- **SOURCE EXTRACT**:
───
Take Abu Qatada - he was a nuisance. An expensive nuisance. He claimed to hate this country yet wouldn't leave. Him and his family were claiming a fortune in benefits yet not only not contributing but trying to bring down the country that was supporting him. Meanwhile decent, hard-working people get short-changed by the system and are left to struggle.
It's the same with the benefits system - people work their whole lives paying into the system, then when they come to need some help in return they're told they're on their own, meanwhile the likes of Peter Rolfe are there shaping their lifestyle around milking as much out of the system as possible.

Nobody is against helping the poor and needy, but giving to anyone who holds out their hand is an unsustainable model. Often the most deserving are those too proud to ask for help.
 
Why you don't see the human rights act working for the people who need them is that it sits quietly in the background until someone needs it just saying "naughty naughty" to the government and their various agencies.
You would notice it if it were gone trust me, it would leave us all open to any abuse that any government decided to throw at us.
Theresa May stood up at the tory conference last year banging on about how one particulatr miscreant couldn't be deported, her exact words- "I'm not making this up, because he had a cat"
The only problem with that is that she did make it up, so if a senior minister is prepared to lie to her own conference and to the electorate what else is she prepared to do?
───
- **RECORDED INFORMATION**:
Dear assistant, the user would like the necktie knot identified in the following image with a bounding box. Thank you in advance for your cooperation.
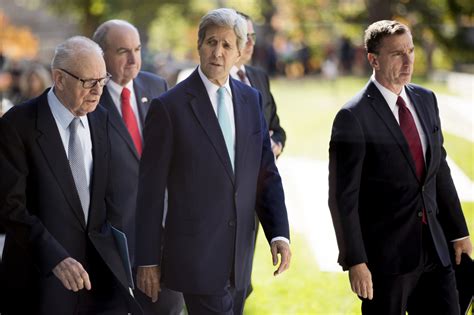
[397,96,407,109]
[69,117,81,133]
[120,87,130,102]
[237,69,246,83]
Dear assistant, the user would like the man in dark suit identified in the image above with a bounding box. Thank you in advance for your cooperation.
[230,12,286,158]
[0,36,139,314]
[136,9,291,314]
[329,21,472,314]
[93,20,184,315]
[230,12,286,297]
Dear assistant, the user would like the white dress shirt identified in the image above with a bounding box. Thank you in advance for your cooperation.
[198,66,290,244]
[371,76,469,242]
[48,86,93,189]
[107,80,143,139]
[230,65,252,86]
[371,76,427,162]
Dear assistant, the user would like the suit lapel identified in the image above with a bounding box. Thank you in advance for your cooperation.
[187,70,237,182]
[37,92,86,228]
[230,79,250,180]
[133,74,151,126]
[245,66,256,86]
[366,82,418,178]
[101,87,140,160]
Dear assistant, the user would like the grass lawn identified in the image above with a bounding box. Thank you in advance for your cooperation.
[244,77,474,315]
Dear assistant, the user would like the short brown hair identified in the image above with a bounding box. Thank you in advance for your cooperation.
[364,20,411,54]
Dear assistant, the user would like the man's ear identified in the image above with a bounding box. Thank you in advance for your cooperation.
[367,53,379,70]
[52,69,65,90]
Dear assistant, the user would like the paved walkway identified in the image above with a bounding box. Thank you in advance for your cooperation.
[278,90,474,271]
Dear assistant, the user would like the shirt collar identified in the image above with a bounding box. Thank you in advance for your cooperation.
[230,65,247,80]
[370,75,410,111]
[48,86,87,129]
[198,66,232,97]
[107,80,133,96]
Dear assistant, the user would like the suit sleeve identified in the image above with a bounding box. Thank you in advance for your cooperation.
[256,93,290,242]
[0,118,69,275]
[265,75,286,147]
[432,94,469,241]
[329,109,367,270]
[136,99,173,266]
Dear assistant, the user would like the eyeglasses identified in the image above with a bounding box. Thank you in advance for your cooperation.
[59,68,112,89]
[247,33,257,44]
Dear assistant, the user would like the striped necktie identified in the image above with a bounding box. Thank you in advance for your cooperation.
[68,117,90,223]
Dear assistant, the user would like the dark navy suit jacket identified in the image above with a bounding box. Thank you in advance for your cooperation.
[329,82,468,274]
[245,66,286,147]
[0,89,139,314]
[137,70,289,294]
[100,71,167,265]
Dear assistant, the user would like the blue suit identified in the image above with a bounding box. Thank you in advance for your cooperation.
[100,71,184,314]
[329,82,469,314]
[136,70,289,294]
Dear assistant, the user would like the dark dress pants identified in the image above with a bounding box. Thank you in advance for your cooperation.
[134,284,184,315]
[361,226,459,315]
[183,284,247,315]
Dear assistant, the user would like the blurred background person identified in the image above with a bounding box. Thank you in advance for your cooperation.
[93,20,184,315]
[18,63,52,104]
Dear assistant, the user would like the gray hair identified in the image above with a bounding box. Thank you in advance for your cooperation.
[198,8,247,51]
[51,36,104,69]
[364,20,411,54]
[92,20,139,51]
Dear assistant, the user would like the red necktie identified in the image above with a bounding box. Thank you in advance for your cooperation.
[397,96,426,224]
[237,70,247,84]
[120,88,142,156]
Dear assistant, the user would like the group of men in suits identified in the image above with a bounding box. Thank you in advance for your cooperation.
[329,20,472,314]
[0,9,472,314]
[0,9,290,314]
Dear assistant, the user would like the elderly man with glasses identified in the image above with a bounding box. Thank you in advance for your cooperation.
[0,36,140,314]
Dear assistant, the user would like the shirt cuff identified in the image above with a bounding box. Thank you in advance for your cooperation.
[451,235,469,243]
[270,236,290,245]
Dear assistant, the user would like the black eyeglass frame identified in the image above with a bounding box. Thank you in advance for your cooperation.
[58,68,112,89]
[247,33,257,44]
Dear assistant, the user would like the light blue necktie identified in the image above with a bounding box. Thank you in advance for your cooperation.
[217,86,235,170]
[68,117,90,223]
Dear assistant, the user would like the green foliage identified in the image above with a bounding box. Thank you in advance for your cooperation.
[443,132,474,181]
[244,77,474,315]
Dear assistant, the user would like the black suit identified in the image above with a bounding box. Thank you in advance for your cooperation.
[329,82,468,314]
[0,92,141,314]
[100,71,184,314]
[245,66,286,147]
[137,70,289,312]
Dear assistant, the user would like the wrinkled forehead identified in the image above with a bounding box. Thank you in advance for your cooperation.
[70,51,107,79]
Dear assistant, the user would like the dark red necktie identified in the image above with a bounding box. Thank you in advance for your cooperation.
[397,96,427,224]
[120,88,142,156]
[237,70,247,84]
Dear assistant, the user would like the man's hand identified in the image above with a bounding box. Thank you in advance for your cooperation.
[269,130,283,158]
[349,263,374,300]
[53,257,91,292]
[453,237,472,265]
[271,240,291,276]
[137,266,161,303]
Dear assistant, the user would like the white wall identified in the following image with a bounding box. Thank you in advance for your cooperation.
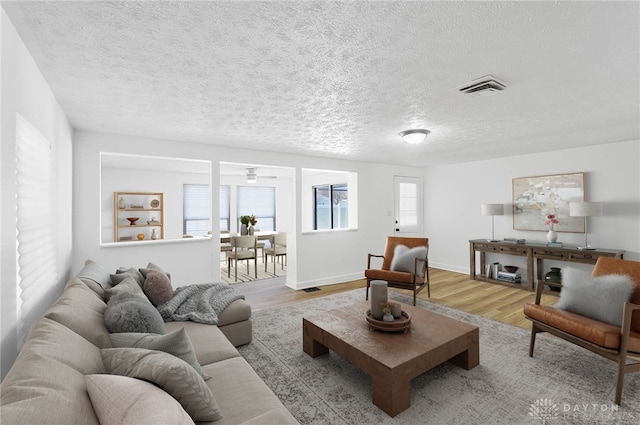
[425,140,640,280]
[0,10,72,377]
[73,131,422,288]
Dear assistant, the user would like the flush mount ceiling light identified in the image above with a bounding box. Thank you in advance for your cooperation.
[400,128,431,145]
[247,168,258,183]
───
- **WORK INSTRUCTIONS**:
**a.** Translate this sentence from the extract on benefits and human rights into Spanish: "Often the most deserving are those too proud to ask for help."
**b.** Does each statement agree with the extract on benefits and human rights? Answer yes or no and quote the deciding words. (i) Nobody is said to oppose helping the poor and needy. (ii) Abu Qatada was willing to leave the country. (iii) The human rights act is described as working loudly in the foreground.
**c.** Print the part of the extract on benefits and human rights from "It's the same" to "their various agencies.".
The listing is not needed for any of this work.

- **RESULTS FOR EACH TASK**:
**a.** A menudo, los que más lo merecen son los que son demasiado orgullosos para pedir ayuda.

**b.**
(i) Yes: "Nobody is against helping the poor and needy"
(ii) No: "He claimed to hate this country yet wouldn't leave."
(iii) No: "it sits quietly in the background until someone needs it"

**c.**
It's the same with the benefits system - people work their whole lives paying into the system, then when they come to need some help in return they're told they're on their own, meanwhile the likes of Peter Rolfe are there shaping their lifestyle around milking as much out of the system as possible.

Nobody is against helping the poor and needy, but giving to anyone who holds out their hand is an unsustainable model. Often the most deserving are those too proud to ask for help.
 
Why you don't see the human rights act working for the people who need them is that it sits quietly in the background until someone needs it just saying "naughty naughty" to the government and their various agencies.